— start of Data to use —

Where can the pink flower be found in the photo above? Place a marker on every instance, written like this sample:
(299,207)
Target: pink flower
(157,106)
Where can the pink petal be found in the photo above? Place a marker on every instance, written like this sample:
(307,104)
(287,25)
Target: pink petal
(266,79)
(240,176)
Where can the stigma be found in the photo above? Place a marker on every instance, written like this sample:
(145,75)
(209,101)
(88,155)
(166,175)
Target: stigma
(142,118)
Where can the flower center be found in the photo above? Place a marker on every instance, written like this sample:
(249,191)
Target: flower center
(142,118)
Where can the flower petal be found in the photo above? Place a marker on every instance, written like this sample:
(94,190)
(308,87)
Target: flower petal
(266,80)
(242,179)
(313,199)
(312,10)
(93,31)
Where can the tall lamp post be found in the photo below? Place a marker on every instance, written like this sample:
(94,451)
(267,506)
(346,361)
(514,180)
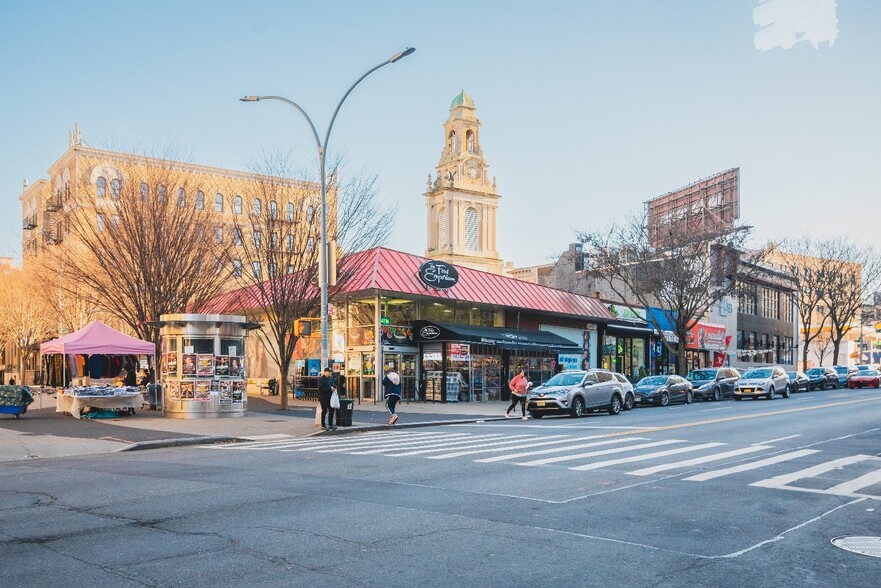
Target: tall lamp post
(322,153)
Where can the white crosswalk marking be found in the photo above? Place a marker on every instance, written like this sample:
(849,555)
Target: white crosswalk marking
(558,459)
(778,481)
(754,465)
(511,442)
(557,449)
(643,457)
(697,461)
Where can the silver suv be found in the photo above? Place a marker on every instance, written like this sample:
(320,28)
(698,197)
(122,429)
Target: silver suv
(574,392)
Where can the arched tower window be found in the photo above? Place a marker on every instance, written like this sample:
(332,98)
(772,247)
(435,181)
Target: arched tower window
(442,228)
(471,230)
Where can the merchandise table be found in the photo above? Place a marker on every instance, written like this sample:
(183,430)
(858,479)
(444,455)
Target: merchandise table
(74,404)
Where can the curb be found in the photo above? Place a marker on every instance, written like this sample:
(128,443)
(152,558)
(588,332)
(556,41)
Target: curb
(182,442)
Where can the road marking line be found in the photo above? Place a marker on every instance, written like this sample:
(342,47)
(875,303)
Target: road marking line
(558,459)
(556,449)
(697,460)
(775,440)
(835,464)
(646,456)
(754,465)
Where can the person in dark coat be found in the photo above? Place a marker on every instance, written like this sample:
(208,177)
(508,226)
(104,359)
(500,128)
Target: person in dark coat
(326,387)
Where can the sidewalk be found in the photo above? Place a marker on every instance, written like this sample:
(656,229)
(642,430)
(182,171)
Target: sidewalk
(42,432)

— end of Data to use —

◆ What is being asked: Copy only this span: the line that contains "Where can the curb", the last line, and every line between them.

◆ Finished exercise:
Where can the curb be found in the photo above? Place a marker on every instance, written like this sample:
(128,443)
(152,558)
(588,332)
(556,41)
Target: curb
(182,442)
Where can the road marking line be found in the photo above? Place a marker on every instance, written like this sample:
(342,47)
(875,303)
Target: road marking line
(558,459)
(556,449)
(697,460)
(775,440)
(835,464)
(646,456)
(754,465)
Where can the person in dark coat be found in the photo above? Place a marker on every instance, written like this sample:
(208,177)
(508,226)
(104,359)
(500,128)
Target: person in dark coat
(326,387)
Where can the sidewalk be found in the photo above? Place a marker on every instance, written like this sample:
(656,229)
(642,430)
(182,171)
Target: sidewalk
(42,432)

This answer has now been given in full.